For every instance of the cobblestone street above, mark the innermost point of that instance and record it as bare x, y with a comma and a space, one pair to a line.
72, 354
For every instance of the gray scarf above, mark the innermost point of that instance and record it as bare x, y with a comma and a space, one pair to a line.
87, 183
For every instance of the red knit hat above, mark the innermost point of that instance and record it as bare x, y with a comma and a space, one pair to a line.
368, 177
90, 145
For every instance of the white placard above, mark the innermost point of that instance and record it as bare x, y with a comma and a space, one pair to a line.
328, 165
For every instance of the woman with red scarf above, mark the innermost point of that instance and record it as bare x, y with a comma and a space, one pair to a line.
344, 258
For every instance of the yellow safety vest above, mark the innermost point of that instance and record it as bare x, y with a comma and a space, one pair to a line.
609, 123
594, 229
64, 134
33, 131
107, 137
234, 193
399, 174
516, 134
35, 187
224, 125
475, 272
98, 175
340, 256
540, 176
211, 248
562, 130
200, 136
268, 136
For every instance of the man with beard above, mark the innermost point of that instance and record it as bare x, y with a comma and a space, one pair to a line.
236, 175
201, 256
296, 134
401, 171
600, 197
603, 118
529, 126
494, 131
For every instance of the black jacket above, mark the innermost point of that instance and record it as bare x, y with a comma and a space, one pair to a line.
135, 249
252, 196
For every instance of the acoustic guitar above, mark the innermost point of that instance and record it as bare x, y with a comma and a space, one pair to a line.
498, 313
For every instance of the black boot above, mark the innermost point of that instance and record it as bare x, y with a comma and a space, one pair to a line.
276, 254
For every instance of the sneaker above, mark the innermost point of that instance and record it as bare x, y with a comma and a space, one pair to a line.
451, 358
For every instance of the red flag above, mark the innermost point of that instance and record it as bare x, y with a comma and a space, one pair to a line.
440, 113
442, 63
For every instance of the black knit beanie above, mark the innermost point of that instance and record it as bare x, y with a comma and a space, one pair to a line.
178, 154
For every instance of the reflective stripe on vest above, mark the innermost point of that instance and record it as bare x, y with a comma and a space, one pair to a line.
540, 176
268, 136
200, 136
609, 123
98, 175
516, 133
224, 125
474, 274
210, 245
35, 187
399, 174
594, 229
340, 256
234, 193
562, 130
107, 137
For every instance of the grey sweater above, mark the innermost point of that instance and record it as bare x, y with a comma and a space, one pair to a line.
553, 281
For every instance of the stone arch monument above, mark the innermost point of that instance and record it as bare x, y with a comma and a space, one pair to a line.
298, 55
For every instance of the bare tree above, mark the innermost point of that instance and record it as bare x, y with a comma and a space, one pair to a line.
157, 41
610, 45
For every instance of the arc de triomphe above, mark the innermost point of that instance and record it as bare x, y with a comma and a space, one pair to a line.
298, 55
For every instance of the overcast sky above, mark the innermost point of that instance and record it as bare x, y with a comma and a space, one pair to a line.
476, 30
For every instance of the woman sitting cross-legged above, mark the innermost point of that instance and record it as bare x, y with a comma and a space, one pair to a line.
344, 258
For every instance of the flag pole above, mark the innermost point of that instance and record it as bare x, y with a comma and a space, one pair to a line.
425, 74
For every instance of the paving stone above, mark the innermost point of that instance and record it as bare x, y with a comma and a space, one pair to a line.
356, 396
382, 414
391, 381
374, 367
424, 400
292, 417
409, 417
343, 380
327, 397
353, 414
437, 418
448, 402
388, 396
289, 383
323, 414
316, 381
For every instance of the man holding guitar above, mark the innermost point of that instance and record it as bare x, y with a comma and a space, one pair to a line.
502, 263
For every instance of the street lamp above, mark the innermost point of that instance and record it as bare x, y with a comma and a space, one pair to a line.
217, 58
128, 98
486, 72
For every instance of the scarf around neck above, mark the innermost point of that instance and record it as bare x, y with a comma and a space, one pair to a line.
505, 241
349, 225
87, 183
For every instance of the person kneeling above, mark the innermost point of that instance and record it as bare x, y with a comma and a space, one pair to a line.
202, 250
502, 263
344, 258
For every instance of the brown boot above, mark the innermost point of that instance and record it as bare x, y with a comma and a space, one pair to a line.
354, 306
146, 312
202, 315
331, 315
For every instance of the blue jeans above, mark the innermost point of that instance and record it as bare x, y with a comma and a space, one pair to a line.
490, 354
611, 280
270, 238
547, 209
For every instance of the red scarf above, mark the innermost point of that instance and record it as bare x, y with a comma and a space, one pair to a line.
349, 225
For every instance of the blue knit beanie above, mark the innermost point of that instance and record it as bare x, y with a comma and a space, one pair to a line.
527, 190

• [TASK OBJECTIVE] Each of the records should be written out again, exactly as it reads.

• [FINISHED EXERCISE]
For every instance of the cobblestone street above, mark the innermost point of that instance and record it as bare x, y with a comma and a space, one pair to a line.
72, 354
For every instance of the gray scarf above, mark the innermost point of that instance and record it as bare x, y with a comma and a space, one pair to a line.
87, 183
For every instance of the red knit hat above, mark the innermost point of that instance and record it as bare x, y with a comma and a space, one pair to a line.
368, 177
90, 145
For every instance of the white placard above, mark the innermost point of that instance and record it as bare x, y with a comma and a space, one pair to a line.
328, 165
For every instance of the woman with red scarf above, mark the innermost point of that instance and record it as bare x, y with a comma and a space, one pair to a line.
344, 258
For every instance of the yellow safety vest above, mark the innermost point of that instance and record it as bare x, y with a comma and a space, one pair to a line.
609, 123
594, 229
64, 134
33, 131
107, 137
234, 193
399, 174
516, 134
35, 187
224, 125
475, 272
98, 175
340, 256
540, 176
211, 248
562, 130
200, 136
268, 136
For every instance of the man with beard above, mark the innermost point of that instance and record it as bare x, y with a comma and a space, one pair to a line.
236, 175
201, 256
296, 134
401, 171
600, 197
603, 118
529, 126
494, 131
For every instance of the black jacket above, mark the innermost point of that instance and record it as bare x, y with a comma and a space, one pair to a line.
135, 249
252, 196
For every instance of the acoustic guitar above, mark the innermost point of that instance and record it as bare x, y with a comma and a space, one pair to a line.
498, 313
For every instance of the black boot above, mark the innermost point of that instance and record it as bare x, y with a comma and a space, one pair to a line.
276, 254
For every instance of the sneaker above, mark the innermost point of that instance and record it as bare x, y with a comma and a space, one pair to a line.
451, 358
For every instance of the red flag above, mark the innermost point of that instance and record it as bare x, y with a comma and a space, one pair to a line.
440, 113
442, 63
For every instance of the black knit beanie above, mark the innermost point of that instance and record it as bare x, y with a comma and a space, one pair to a line.
178, 154
For every instance of the reflective stripe on vest above, mark the innermost point of that instance and record it as bare x, y with a comma and a space, one pair to a line.
540, 176
268, 136
200, 136
609, 123
98, 175
516, 133
224, 125
474, 274
210, 245
35, 187
399, 174
594, 229
340, 256
234, 193
562, 130
107, 137
For every instance of the grey sweater above, mark the innermost point of that instance and record it as bare x, y with a comma and a space, one pair to a line.
553, 281
For every instance of the stone arch monument above, mark the innermost point of that instance and record it as bare x, y with a comma and a space, one pair to a line.
298, 55
For every instance of the bare tree above, mark the innermost point of that instance and record it as bare x, y with a comma and a space, one pair to a line.
157, 41
610, 45
For every instance of the arc de triomphe above, mark the innermost point of that instance and record it as bare x, y with a comma and a space, one pair to a line.
298, 55
For every instance of the overcast sky above, mark the innermost point of that instance and record it as bare x, y with a comma and a space, one pair to a line.
476, 30
For every instance of the woman sitting cross-legged above, mark the innermost point of that instance and record it as bare x, y with a comma and a space, one pair to a line.
344, 258
For every instance of the flag pole above, mark the innermost point of that instance and record it as bare x, y with a comma and a space, one pair to a line.
425, 74
For every instance of the paving stone above, mark the innermost point of that instance and record it as bare x, y with a comma and a space, one pair to a line.
356, 396
382, 414
391, 381
374, 367
424, 400
292, 417
409, 417
343, 380
327, 397
353, 414
437, 418
448, 402
388, 396
289, 383
323, 414
316, 381
For every instance of the man holding guitar above, mark the innermost point of that instance and record it as bare x, y with a comma and a space, one pair to a line.
502, 263
For every instance of the street lamp above, mark the innermost point of that instance and record it as bare x, y with a comma and a space, one pair to a line.
217, 58
128, 98
486, 72
For every instance of the scarf around neck above, mark the innermost point of that instance and record it as bare x, y with a comma and a space, one pair to a line.
505, 241
349, 225
87, 183
For every instance of the person kneeling above, mark the innermost point of that instance and record it as bare x, y with a comma and a space, one pair to a line.
202, 250
502, 263
344, 258
For every instance of the brown boot above, mark the innermost point of that instance and record it as bare x, y with a comma and a space, one pair to a line.
354, 306
146, 312
202, 315
331, 315
For every instance of the blue jeans above, mark the innermost point of that instance and record it as bare x, y with a comma and a space, one pair to a line.
490, 354
611, 280
270, 238
547, 209
For every instance of the red scarf above, mark the innermost point of that instance and record it as bare x, y with a comma and a space, one pair to a line.
349, 225
For every instance of the blue knit beanie above, mark the innermost point of that instance and record it as bare x, y with a comma and a space, one pair to a line.
527, 190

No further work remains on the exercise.